-- start Text block --

Doing my yearly weekend in Madison WI–today tramped through the sales of Maxwell Street Days on State Street between the campus and the Capitol; made a stop at the State Historical library to do some research; walked the lake path to the place where I set up a little memorial to L three years ago–it is overgrown now and I was unable to get down to it so I found a perfect flat stone, wrote his name on it and tossed it into the lake. Next year I think I will bring some special stone or perhaps a shell from Florida and make this the new tradition. Stopped at the Union and got a scoop of chocolate peanut butter ice cream (made on campus and L’s favorite) and enjoyed it as I walked the path. Now I am back in my room–a room similar to those L and I shared all the years we came here–where I will rest up for tomorrow’s early morning visit to the incredible farmer’s market that runs the entire block around the capitol building.
Normally I would have lunch at the Memorial Union overlooking the lake (and I may do that tomorrow) and then head back to Milwaukee. But this year out of the blue an old friend from my college days who lives in California called to say she and her husband are in the area so I am going to stay over and meet them for dinner tomorrow evening in the small town of Spring Green (where Frank Lloyd Wright established his summer home and school for architects). It’s probably been at least 25 years since I saw this friend and we have stayed in touch only with the annual holiday letter to catch up. And yet she is one of those special friends I hope you are lucky enough to have where time and distance have no effect. I know when we see each other tomorrow it will be as if we are simply continuing a conversation.

-- end Text block --
-- start Data --

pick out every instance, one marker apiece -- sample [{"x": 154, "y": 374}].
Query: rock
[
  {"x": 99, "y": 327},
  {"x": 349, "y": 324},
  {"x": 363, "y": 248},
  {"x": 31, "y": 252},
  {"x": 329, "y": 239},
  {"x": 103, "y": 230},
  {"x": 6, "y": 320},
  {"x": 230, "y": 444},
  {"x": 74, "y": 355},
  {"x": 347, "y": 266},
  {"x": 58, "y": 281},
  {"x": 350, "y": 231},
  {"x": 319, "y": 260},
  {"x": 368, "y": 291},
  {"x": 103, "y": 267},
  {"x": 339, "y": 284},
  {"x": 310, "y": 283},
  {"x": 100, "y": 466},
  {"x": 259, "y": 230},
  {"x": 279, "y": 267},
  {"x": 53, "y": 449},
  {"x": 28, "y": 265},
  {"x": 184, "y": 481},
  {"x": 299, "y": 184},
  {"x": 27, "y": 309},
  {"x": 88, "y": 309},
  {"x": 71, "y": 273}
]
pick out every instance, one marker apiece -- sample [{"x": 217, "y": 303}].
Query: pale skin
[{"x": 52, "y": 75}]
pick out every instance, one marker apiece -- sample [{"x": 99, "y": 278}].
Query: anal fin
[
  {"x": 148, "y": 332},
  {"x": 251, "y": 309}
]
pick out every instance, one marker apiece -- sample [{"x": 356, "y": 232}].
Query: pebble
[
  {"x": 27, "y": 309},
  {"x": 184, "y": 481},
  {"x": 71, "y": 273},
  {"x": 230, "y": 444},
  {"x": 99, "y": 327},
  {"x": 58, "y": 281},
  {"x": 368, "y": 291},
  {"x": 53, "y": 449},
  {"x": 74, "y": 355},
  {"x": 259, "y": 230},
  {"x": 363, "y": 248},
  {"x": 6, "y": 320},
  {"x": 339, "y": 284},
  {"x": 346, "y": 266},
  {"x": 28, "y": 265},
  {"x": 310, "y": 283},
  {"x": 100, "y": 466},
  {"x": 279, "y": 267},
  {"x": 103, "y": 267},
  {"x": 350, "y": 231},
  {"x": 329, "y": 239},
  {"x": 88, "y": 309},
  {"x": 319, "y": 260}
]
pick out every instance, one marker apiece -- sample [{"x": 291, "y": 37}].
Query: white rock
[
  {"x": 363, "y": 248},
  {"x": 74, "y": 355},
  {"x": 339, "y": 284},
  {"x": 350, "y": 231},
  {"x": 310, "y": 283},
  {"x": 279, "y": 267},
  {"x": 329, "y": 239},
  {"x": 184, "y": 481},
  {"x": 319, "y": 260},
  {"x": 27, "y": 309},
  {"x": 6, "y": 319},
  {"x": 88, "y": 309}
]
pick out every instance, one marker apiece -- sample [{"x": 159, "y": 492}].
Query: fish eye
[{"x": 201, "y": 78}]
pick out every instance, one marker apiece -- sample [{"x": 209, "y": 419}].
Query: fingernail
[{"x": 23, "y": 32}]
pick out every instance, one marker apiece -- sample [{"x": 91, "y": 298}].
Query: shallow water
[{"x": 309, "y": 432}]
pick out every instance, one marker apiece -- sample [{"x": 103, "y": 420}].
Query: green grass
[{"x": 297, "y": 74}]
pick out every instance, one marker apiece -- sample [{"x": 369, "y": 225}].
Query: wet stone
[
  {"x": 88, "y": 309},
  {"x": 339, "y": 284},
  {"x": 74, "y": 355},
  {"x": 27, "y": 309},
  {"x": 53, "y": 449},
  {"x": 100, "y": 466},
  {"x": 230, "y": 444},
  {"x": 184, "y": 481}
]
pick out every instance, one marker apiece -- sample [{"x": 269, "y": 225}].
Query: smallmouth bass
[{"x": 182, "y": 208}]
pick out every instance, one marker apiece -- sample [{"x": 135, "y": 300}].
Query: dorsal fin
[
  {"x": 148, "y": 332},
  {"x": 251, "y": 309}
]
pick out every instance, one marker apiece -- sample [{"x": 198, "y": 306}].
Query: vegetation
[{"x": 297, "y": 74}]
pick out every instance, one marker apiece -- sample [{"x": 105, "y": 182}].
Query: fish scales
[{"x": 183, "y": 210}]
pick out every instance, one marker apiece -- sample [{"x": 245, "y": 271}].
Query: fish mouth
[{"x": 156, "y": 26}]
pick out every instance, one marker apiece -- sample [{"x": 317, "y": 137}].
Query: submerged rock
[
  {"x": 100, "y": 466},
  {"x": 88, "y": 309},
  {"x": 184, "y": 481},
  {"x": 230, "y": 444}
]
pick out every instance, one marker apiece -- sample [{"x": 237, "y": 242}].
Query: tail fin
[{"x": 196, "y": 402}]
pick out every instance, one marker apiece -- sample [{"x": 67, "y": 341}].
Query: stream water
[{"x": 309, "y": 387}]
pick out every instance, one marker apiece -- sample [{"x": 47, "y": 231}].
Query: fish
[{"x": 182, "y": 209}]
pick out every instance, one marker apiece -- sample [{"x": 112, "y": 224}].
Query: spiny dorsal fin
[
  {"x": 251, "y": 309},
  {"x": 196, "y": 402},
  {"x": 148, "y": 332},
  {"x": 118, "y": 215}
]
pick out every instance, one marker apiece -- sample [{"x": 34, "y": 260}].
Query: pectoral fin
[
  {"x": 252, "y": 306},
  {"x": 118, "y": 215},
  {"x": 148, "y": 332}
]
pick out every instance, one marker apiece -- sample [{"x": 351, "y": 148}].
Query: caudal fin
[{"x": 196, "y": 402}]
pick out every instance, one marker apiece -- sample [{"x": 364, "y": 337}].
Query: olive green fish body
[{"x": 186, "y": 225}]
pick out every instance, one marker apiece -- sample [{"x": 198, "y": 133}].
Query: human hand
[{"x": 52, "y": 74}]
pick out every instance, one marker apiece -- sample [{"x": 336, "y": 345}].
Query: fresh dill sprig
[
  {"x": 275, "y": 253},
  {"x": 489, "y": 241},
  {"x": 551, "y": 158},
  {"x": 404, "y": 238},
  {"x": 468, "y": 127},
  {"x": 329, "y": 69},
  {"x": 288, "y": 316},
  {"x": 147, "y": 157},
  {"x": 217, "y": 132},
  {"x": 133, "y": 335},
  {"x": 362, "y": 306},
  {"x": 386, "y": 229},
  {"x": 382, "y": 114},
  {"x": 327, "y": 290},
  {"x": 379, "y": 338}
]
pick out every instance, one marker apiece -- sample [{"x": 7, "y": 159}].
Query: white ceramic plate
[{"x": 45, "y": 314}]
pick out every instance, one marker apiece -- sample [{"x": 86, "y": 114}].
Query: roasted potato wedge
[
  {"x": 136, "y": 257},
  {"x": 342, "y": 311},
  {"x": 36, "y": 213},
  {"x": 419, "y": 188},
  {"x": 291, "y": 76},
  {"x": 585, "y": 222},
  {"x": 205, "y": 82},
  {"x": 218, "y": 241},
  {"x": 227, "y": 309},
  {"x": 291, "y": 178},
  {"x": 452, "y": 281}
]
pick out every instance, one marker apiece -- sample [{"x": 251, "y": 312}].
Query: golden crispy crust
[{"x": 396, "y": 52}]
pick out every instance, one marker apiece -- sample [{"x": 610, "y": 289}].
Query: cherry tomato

-- end Data --

» **The problem**
Transcribe the entire account of the weekend in Madison that appears above the listing, reproducing every word and punctuation mark without alteration.

» **Result**
Doing my yearly weekend in Madison WI–today tramped through the sales of Maxwell Street Days on State Street between the campus and the Capitol; made a stop at the State Historical library to do some research; walked the lake path to the place where I set up a little memorial to L three years ago–it is overgrown now and I was unable to get down to it so I found a perfect flat stone, wrote his name on it and tossed it into the lake. Next year I think I will bring some special stone or perhaps a shell from Florida and make this the new tradition. Stopped at the Union and got a scoop of chocolate peanut butter ice cream (made on campus and L’s favorite) and enjoyed it as I walked the path. Now I am back in my room–a room similar to those L and I shared all the years we came here–where I will rest up for tomorrow’s early morning visit to the incredible farmer’s market that runs the entire block around the capitol building.
Normally I would have lunch at the Memorial Union overlooking the lake (and I may do that tomorrow) and then head back to Milwaukee. But this year out of the blue an old friend from my college days who lives in California called to say she and her husband are in the area so I am going to stay over and meet them for dinner tomorrow evening in the small town of Spring Green (where Frank Lloyd Wright established his summer home and school for architects). It’s probably been at least 25 years since I saw this friend and we have stayed in touch only with the annual holiday letter to catch up. And yet she is one of those special friends I hope you are lucky enough to have where time and distance have no effect. I know when we see each other tomorrow it will be as if we are simply continuing a conversation.